__EXTRACT__:
*** Block opens ***
Yes, we're that Rite Aid. Here's what happened.

We didn't build the old Rite Aid. We didn't run it, and we didn't close it. But we carry the name, and we think that comes with a responsibility to be honest about what that name means to people.

It was a real place

For sixty years, Rite Aid was woven into the daily life of millions of Americans. You knew which aisle had what you needed. The pharmacist knew your name. When you were sick at midnight, it was open.

That kind of presence in a community isn't just a retail footprint. It's a relationship. And that relationship was real.

Then it closed

The company filed for bankruptcy. Over 2,000 stores shut down. People who had filled the same prescription at the same counter for twenty years had to figure out somewhere else to go.

Employees who had given a decade or more of their careers to Rite Aid found out those careers were over. Not because of anything they did. Because the business failed around them.

We think it matters to say that out loud rather than act like the name is just a logo someone bought.

The people who worked there showed up

The pharmacists, the technicians, the store associates — they did their jobs with care. Many of them built genuine relationships with the people who came through their doors. They were professionals, and they were good at what they did.

The company's failure was not their failure. What they gave to their customers and their communities was real, and it holds its own weight.

We're a new team

The stores are not coming back. We won't pretend otherwise, because people deserve a straight answer on that.

What we are doing with this name is something different, built on the same idea that made people trust Rite Aid in the first place: that everyday Americans deserve someone in their corner when it comes to their health.

But before we talk about any of that, we thought this needed to be said first.

If Rite Aid was your pharmacy, we see what that loss meant. If it was your livelihood, we see what you built there. The name carries that history, and we don't take it lightly.
*** Block closes ***
__REQUIREMENT A__: In the Rite Aid statement, why does the new team say plainly that the stores are not coming back?
__REQUIREMENT B__: Output the part of the Rite Aid statement from "The stores are" to "take it lightly.", word for word.

[Items excerpted from a collection]
*** Block opens ***
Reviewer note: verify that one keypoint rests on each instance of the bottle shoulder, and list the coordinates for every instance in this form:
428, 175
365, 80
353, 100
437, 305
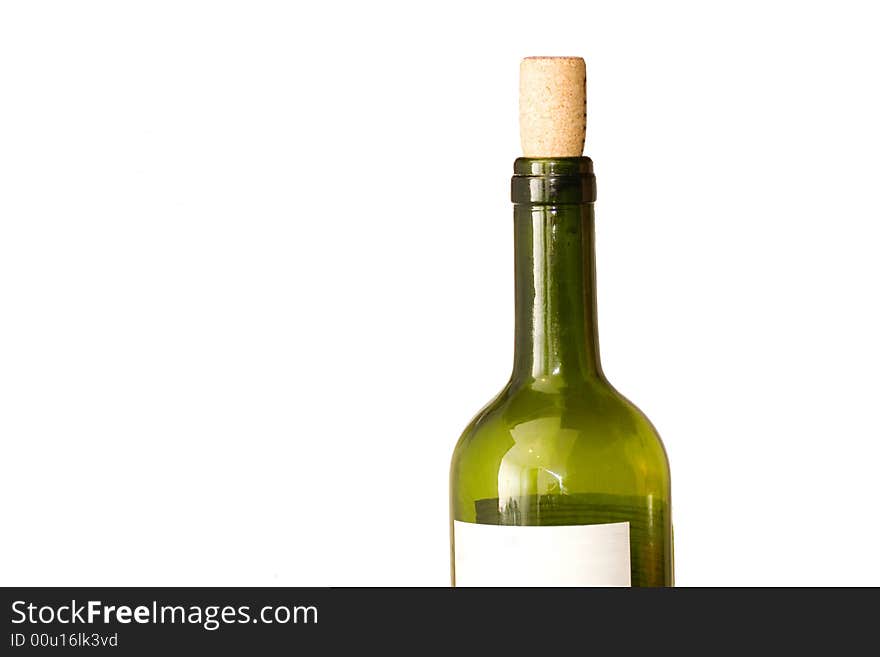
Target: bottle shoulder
578, 431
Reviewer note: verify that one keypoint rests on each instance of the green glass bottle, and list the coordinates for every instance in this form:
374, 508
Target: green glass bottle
560, 480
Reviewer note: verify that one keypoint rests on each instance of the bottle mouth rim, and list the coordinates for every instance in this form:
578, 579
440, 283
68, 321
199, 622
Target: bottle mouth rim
553, 181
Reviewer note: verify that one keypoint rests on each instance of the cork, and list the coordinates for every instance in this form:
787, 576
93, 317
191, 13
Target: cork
552, 106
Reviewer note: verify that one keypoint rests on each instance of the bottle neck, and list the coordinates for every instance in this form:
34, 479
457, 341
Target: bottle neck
556, 343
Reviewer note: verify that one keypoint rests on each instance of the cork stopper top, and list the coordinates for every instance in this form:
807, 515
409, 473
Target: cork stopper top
552, 106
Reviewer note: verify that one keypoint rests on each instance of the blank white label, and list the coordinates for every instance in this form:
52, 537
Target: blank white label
574, 555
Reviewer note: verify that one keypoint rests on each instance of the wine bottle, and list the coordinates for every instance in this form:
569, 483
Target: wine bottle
560, 480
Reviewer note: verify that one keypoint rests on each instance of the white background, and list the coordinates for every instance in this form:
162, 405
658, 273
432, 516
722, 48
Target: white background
256, 276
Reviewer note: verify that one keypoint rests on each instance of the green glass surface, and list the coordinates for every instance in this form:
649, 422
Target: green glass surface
559, 445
*** Block closes ***
__WRITTEN REPLY A__: The team says the stores are not coming back and that it won't pretend otherwise because people deserve a straight answer on that.

__WRITTEN REPLY B__:
The stores are not coming back. We won't pretend otherwise, because people deserve a straight answer on that.

What we are doing with this name is something different, built on the same idea that made people trust Rite Aid in the first place: that everyday Americans deserve someone in their corner when it comes to their health.

But before we talk about any of that, we thought this needed to be said first.

If Rite Aid was your pharmacy, we see what that loss meant. If it was your livelihood, we see what you built there. The name carries that history, and we don't take it lightly.